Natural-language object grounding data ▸
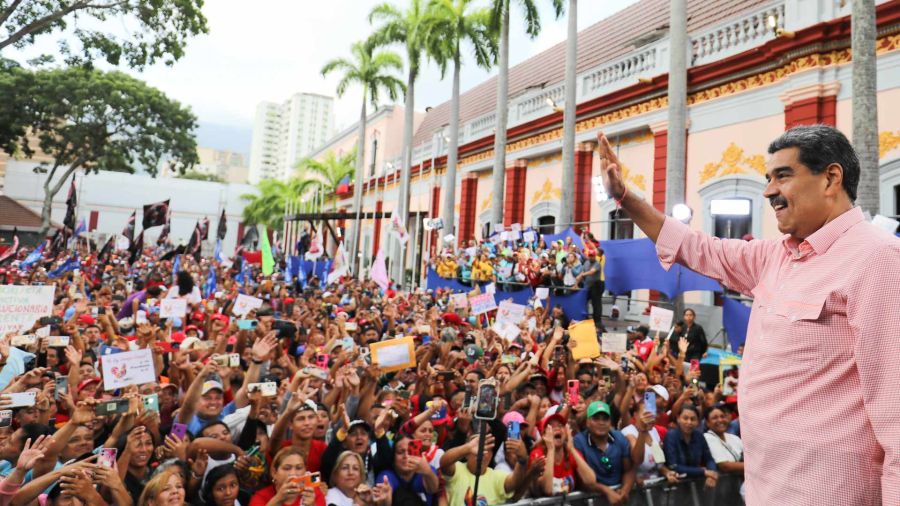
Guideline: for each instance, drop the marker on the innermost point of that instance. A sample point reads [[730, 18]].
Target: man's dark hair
[[819, 147]]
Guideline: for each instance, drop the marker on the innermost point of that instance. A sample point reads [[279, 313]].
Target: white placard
[[245, 303], [172, 308], [661, 319], [613, 343], [21, 306], [127, 368]]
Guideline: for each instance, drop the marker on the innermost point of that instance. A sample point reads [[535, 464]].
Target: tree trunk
[[499, 173], [357, 186], [567, 206], [405, 174], [865, 103], [449, 213]]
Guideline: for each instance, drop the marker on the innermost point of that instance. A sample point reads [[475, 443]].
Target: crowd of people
[[287, 405]]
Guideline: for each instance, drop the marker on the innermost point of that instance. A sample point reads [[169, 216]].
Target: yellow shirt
[[490, 487]]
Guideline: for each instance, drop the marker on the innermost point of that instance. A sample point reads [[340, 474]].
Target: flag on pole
[[378, 272], [156, 214], [223, 227], [339, 266], [71, 204], [267, 260]]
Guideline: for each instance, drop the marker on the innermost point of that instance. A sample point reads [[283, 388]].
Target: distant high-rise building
[[284, 134]]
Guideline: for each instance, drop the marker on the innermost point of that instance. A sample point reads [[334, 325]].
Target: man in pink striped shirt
[[819, 395]]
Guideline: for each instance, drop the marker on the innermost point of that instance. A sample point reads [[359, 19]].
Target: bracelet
[[620, 199]]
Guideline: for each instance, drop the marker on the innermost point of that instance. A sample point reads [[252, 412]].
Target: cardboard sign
[[21, 306], [394, 354], [127, 368], [614, 343], [245, 303], [482, 303], [661, 319], [510, 312], [584, 335], [172, 308]]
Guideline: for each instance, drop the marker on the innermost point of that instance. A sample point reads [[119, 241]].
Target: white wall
[[116, 195]]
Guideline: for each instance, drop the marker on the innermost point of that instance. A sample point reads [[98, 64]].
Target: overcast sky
[[270, 49]]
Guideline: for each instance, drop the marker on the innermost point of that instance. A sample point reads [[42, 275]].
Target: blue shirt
[[691, 458], [609, 465]]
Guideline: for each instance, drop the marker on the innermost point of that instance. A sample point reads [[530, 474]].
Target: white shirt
[[730, 450]]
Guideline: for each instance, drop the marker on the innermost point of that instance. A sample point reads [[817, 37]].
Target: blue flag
[[33, 257], [69, 265], [210, 287], [176, 265]]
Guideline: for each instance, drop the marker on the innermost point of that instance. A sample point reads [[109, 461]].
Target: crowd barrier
[[661, 493]]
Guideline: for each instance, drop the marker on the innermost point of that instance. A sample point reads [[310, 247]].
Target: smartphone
[[573, 387], [58, 341], [151, 402], [247, 324], [268, 389], [107, 457], [62, 386], [414, 449], [112, 407], [179, 430], [21, 399], [650, 402], [487, 400], [513, 430]]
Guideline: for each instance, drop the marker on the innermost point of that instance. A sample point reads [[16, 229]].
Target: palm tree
[[458, 21], [326, 174], [372, 71], [408, 28], [500, 19]]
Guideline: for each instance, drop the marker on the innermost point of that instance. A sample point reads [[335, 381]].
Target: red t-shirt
[[263, 496], [314, 459]]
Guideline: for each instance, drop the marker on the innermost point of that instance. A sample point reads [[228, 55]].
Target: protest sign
[[127, 368], [482, 303], [172, 308], [394, 354], [660, 319], [244, 304], [614, 343], [510, 312], [21, 306], [584, 335]]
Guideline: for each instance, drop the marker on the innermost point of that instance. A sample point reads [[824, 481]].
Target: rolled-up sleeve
[[735, 263], [875, 323]]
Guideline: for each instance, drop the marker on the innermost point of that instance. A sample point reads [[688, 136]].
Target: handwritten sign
[[127, 368], [584, 335], [21, 306], [613, 342], [661, 319], [394, 354], [245, 303], [482, 303], [172, 308]]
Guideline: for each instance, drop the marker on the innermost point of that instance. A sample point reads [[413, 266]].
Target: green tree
[[90, 120], [373, 71], [455, 23], [200, 176], [500, 19], [157, 30], [325, 174]]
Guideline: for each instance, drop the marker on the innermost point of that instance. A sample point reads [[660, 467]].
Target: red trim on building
[[514, 199], [811, 111], [584, 168], [467, 205]]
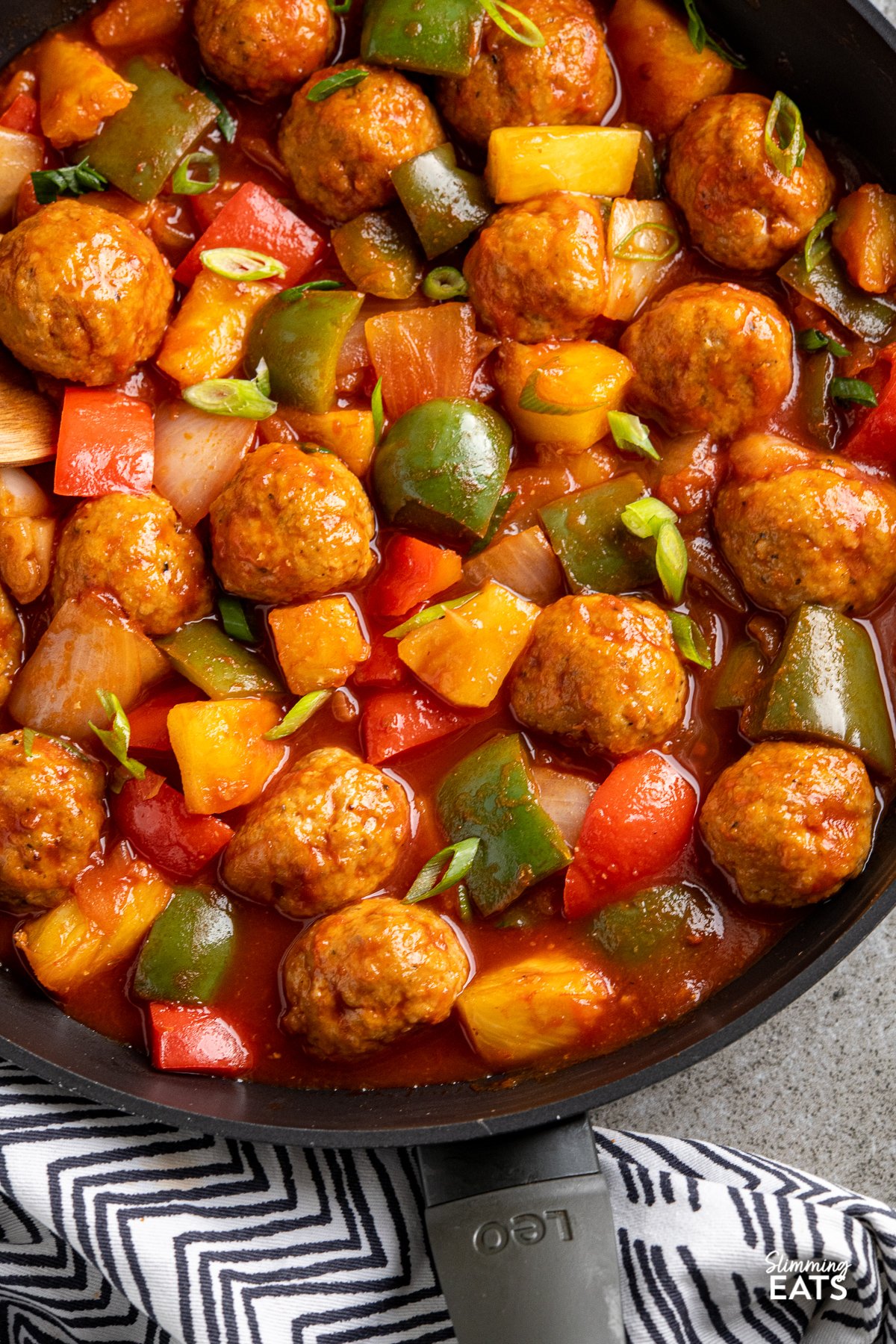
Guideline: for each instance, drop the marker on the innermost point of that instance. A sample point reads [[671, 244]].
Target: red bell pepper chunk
[[107, 444], [153, 818], [196, 1041], [149, 721], [637, 824], [398, 721], [257, 221], [413, 571]]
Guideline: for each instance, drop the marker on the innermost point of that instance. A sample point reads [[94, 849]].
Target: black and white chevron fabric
[[120, 1231]]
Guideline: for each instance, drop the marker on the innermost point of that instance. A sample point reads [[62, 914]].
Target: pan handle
[[523, 1238]]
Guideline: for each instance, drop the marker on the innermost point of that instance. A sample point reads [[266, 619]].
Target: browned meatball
[[536, 270], [742, 210], [662, 74], [797, 526], [341, 151], [84, 295], [50, 820], [602, 670], [292, 526], [137, 549], [790, 821], [329, 833], [361, 977], [264, 47], [568, 81], [709, 358]]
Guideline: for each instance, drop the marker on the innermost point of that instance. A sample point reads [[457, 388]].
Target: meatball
[[361, 977], [341, 151], [568, 81], [264, 47], [602, 670], [813, 531], [790, 821], [662, 74], [329, 833], [538, 272], [50, 819], [84, 295], [292, 526], [709, 358], [741, 210], [136, 549]]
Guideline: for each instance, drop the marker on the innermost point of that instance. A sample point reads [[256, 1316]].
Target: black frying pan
[[520, 1223]]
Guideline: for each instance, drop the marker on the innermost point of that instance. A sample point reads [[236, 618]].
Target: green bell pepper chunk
[[445, 203], [217, 665], [825, 683], [492, 794], [140, 147], [657, 922], [432, 37], [869, 316], [597, 551], [187, 951], [300, 335], [379, 253], [441, 468]]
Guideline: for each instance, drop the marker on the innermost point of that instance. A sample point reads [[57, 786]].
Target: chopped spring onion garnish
[[445, 282], [630, 435], [700, 38], [186, 186], [376, 410], [785, 134], [240, 264], [817, 248], [689, 638], [813, 339], [341, 80], [853, 390], [117, 738], [652, 517], [428, 616], [75, 181], [528, 33], [622, 252], [460, 860], [299, 715], [226, 120], [233, 617]]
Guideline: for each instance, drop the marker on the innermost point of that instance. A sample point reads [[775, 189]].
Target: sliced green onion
[[299, 715], [460, 860], [445, 282], [186, 186], [689, 638], [117, 738], [785, 134], [341, 80], [75, 181], [233, 617], [528, 34], [428, 616], [630, 435], [700, 38], [813, 340], [657, 228], [853, 390], [226, 120], [376, 410], [240, 264]]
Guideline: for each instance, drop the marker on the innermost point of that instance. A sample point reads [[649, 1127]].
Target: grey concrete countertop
[[815, 1086]]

EXERCISE ▸
For each entry, repeat its text exactly and leave out any picture it holds.

RESULT BELOW ▸
Guideline: for each instance, drop the marker on the innermost point of that instance. A sample point reads [[730, 18]].
Target: man's dark hair
[[819, 147]]
Guideline: for each instance, drop the marker on the innermost point of that instance. A sample point reads [[279, 313]].
Target: white placard
[[245, 303], [172, 308], [661, 319], [613, 343], [21, 306], [127, 368]]
Guideline: for each instance, drop the marker on the innermost point of that instance. A sample point reads [[535, 464]].
Target: tree trunk
[[499, 173], [357, 186], [567, 206], [405, 174], [865, 103], [449, 213]]
Guideline: for each instance, drop the marker on the innermost point of that instance. A sample point reads [[475, 443]].
Target: crowd of people
[[287, 405]]
Guideline: for each instance, drop the marker on the innermost point of that instance. A sample point reads [[169, 216]].
Target: yellow shirt
[[490, 487]]
Guideline: for each instance, drop the marker on the innermost point of that instance. A sample point reads [[340, 474]].
Target: flag on pole
[[378, 272], [156, 214], [223, 227], [339, 266], [71, 204], [267, 260]]
Guideline: for each instance, drop the marker on the innermost point of that instance. A sample point reads [[283, 388]].
Target: distant high-rise building
[[284, 134]]
Guideline: for each instance, drop the marker on the innermost point of that instance. A sample point reads [[334, 325]].
Target: man in pink striped shirt
[[819, 395]]
Guideline: for each instance, drop the marker on the innermost point of that instance. A sample point reads [[359, 19]].
Target: bracelet
[[620, 199]]
Guideline: for each instance, drop the marker on the innermost point of that instance. A sample point reads [[252, 412]].
Target: cardboard sign
[[21, 306], [394, 354], [127, 368], [614, 343], [245, 303], [482, 303], [661, 319], [510, 312], [584, 335], [172, 308]]
Guideline: for each instance, drop the marker on the innermost point of that instance. A sample point reads [[119, 241]].
Target: white wall
[[116, 195]]
Guideline: for each instance, drop the marker on the innermost point of that instance. A sample point reads [[98, 64]].
Target: overcast sky
[[270, 49]]
Guideline: for each instance, drop the marker on the innermost point of that instance. A sample point reads [[42, 275]].
Target: blue shirt
[[691, 458], [609, 465]]
Guideline: for each instance, drop the marker on the innermost point of that instance. A sample point reads [[530, 474]].
Target: white shirt
[[730, 450]]
Guideline: for each instance, drop the marker on the innermost point of that instance. A sample point reads [[817, 37]].
Target: blue flag
[[33, 257], [69, 265], [210, 287], [176, 265]]
Guideline: for each instance, drop the marker on the innermost point of that instance. A sample point reads [[109, 461]].
Target: crowd barrier
[[661, 493]]
Guideline: for each instance, drop the marker on the innermost point of that instance. A sample point reads [[310, 247]].
Target: smartphone
[[573, 387], [58, 341], [151, 402], [247, 324], [268, 389], [107, 457], [62, 386], [414, 449], [112, 407], [179, 430], [21, 399], [650, 402], [487, 400], [513, 430]]
Guideline: for each instance, drop the marker on the innermost point of that instance. A sample point reads [[16, 229]].
Target: palm tree
[[458, 21], [326, 174], [372, 71], [408, 28], [500, 19]]
Guideline: for each instance, drop the marker on the innermost point of that instance. A sample point reads [[335, 381]].
Target: red t-shirt
[[263, 496], [314, 459]]
Guideline: for each instance, drop the marker on the innermost point of that instance. A sample point reads [[228, 55]].
Target: protest sign
[[127, 368], [482, 303], [172, 308], [394, 354], [660, 319], [244, 304], [614, 343], [510, 312], [21, 306], [584, 335]]
Guideline: for each instance, drop the marker on the innermost point of that instance. A sample point reads [[824, 481]].
Target: rolled-up sleeve
[[735, 263], [875, 323]]
Guideline: for each instance, drop the marker on the innermost point of that instance. A sample point reads [[688, 136]].
Target: handwritten sign
[[127, 368], [584, 335], [21, 306], [613, 342], [661, 319], [394, 354], [245, 303], [482, 303], [172, 308]]
Guideline: for each instance, drop the marker on the innermost point of that instance. A sample point reads [[413, 266]].
Target: green tree
[[90, 120], [373, 71], [455, 23], [200, 176], [500, 19], [157, 30], [325, 174]]
Guideline: for each instance, drop the marker on the innermost point of that instance. A sample point reads [[660, 467]].
Target: red trim on building
[[514, 199], [811, 111], [584, 168], [467, 205]]
Guideline: for each instance, drop the marker on the innermost point of that instance. A sample point reads [[671, 244]].
Target: red bell pepper chunk
[[107, 444], [153, 818], [196, 1041], [149, 721], [637, 824], [398, 721], [257, 221], [413, 571]]
Guideline: for each instance, drop the marker on the innermost point of that instance. A sample point reads [[94, 849]].
Target: black and white chevron fabric
[[120, 1231]]
Guideline: for each instance, drop the marker on the innermost point of that instance. A sample point reads [[62, 914]].
Target: pan handle
[[523, 1238]]
Guideline: for each instance, drop the marker on the innermost point of that instance. A sample point reads [[266, 619]].
Target: browned meatball
[[536, 270], [742, 210], [662, 74], [797, 526], [341, 151], [84, 295], [50, 820], [602, 670], [292, 526], [137, 549], [790, 821], [329, 833], [361, 977], [264, 47], [568, 81], [709, 358]]
Guideline: for each instance, drop the marker on the innermost point of that instance. A sample point reads [[457, 388]].
Target: meatball
[[361, 977], [341, 151], [568, 81], [264, 47], [602, 670], [813, 531], [790, 821], [662, 74], [329, 833], [538, 272], [50, 819], [84, 295], [292, 526], [709, 358], [741, 210], [136, 549]]
Guideline: for each instance, drop the marker on the innermost point of that instance. A sample point reads [[256, 1316]].
Target: black frying pan
[[520, 1223]]
Guideline: for each instance, drop the marker on the innermost point of that instance. A sample point reads [[236, 618]].
Target: green bell pepper chunk
[[445, 203], [217, 665], [825, 683], [492, 794], [140, 147], [657, 922], [432, 37], [869, 316], [597, 551], [187, 951], [300, 335], [379, 253], [441, 468]]
Guideline: for each instance, drop the marker on the innermost point of that instance. A sample point reads [[57, 786]].
Target: chopped spring onion garnish
[[445, 282], [630, 435], [700, 38], [186, 186], [376, 410], [785, 134], [240, 264], [817, 248], [689, 638], [813, 339], [341, 80], [853, 390], [117, 738], [652, 517], [428, 616], [75, 181], [528, 33], [622, 252], [460, 860], [299, 715], [226, 120], [233, 617]]
Guideline: for each instance, drop the marker on the innermost point of that instance. A sample point reads [[775, 189]].
Target: sliced green onion
[[299, 715], [460, 860], [445, 282], [186, 186], [689, 638], [117, 738], [785, 134], [341, 80], [75, 181], [233, 617], [528, 34], [428, 616], [630, 435], [700, 38], [813, 340], [657, 228], [853, 390], [226, 120], [376, 410], [240, 264]]
Guideline: for each instance, drop the marker on the innermost point of that instance. A sample point reads [[649, 1127]].
Target: grey concrete countertop
[[815, 1086]]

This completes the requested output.